DESCRIPTION OF THE TASK -
Select every line in the records below that contains the string "court", and copy each one. Case counts.

EXERCISE MATERIAL -
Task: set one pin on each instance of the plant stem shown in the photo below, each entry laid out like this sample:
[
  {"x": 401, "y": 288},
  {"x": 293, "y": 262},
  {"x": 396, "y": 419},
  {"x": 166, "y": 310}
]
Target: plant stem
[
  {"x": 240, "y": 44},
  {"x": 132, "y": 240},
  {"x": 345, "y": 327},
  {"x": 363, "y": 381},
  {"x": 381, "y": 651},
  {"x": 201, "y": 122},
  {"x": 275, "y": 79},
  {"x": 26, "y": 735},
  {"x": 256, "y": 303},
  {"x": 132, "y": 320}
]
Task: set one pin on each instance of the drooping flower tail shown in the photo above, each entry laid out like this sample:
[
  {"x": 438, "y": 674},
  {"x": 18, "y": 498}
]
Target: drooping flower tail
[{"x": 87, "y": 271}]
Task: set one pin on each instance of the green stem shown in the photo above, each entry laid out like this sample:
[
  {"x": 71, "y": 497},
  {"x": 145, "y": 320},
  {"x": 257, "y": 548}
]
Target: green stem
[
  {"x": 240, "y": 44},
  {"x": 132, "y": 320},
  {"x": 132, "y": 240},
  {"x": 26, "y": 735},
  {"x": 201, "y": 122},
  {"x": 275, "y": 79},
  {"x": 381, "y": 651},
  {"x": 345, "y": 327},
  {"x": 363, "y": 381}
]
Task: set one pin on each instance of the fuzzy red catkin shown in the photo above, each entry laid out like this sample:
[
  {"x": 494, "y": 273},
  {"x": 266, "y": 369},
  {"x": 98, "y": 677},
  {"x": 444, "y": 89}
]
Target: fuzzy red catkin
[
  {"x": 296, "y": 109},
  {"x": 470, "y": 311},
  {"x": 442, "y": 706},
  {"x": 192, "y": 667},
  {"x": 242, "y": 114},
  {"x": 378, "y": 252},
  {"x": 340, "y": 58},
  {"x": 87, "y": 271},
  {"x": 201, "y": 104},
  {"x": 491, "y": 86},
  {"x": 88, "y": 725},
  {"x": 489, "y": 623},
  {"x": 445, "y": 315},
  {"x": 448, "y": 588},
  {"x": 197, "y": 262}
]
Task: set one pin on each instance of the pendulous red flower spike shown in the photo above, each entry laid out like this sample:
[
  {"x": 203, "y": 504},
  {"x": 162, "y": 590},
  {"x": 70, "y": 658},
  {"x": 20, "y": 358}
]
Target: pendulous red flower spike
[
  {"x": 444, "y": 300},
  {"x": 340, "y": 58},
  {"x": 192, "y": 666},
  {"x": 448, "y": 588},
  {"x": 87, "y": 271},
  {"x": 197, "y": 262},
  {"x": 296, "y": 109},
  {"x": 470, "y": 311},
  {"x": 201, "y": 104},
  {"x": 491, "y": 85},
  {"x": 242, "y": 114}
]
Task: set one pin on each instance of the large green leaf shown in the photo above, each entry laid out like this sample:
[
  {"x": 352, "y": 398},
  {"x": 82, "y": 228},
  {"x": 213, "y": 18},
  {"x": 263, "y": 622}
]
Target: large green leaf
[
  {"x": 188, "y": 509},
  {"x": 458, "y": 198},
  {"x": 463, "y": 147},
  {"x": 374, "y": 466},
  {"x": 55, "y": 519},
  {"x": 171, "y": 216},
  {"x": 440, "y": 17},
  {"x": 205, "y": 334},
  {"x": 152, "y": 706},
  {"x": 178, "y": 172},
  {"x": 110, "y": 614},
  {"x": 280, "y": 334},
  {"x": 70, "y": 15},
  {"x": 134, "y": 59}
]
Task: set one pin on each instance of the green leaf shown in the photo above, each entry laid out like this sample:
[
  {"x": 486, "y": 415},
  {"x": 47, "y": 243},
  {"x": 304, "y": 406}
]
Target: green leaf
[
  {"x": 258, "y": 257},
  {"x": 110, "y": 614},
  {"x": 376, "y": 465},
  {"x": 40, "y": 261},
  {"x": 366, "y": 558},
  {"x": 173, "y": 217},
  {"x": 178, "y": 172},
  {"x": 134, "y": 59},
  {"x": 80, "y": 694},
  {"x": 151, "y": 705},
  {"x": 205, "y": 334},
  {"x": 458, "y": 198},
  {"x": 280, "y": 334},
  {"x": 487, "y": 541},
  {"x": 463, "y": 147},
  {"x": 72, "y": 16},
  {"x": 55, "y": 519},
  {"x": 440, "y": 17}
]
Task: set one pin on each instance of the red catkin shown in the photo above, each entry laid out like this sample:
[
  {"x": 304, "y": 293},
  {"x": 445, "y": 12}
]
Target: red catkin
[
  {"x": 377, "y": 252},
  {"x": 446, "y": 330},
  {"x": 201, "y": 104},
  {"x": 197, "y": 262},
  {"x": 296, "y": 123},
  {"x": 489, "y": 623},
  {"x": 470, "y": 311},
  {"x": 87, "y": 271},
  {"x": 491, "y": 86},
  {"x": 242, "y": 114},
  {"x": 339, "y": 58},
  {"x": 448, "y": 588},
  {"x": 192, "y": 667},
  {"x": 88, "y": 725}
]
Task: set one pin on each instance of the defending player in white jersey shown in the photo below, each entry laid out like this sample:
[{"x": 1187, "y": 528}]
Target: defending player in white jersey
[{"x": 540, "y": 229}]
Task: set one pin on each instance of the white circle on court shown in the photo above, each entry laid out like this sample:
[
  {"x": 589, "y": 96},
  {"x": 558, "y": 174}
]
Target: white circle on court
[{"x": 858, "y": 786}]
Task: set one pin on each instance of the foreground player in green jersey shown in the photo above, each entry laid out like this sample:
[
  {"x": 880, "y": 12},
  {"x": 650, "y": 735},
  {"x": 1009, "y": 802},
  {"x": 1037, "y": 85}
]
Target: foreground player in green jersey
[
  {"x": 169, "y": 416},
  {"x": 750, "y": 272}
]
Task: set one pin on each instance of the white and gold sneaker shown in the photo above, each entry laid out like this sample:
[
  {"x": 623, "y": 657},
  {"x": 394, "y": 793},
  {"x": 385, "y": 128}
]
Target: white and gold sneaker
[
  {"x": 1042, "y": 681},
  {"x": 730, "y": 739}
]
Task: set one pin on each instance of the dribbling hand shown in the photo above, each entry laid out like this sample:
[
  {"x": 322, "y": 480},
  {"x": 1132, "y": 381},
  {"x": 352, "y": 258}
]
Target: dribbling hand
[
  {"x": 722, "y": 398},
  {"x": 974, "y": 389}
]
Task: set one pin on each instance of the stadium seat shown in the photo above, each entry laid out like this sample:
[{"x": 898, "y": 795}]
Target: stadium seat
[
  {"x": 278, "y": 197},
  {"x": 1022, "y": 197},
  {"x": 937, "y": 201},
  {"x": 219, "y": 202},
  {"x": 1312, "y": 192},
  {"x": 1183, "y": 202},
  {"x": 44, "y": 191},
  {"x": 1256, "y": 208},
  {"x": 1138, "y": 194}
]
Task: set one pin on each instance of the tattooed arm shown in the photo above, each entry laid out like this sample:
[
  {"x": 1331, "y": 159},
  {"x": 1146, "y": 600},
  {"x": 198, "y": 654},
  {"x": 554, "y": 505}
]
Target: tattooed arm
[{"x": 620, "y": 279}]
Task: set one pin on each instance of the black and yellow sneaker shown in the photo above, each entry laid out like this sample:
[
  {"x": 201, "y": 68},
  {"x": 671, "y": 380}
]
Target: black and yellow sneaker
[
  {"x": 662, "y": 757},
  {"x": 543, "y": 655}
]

...

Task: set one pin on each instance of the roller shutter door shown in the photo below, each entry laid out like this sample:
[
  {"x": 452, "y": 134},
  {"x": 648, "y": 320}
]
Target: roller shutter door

SOLUTION -
Task: set one pin on each instance of the white circle on court shown in the photo above, each entry laid out like this sample:
Target: white circle on court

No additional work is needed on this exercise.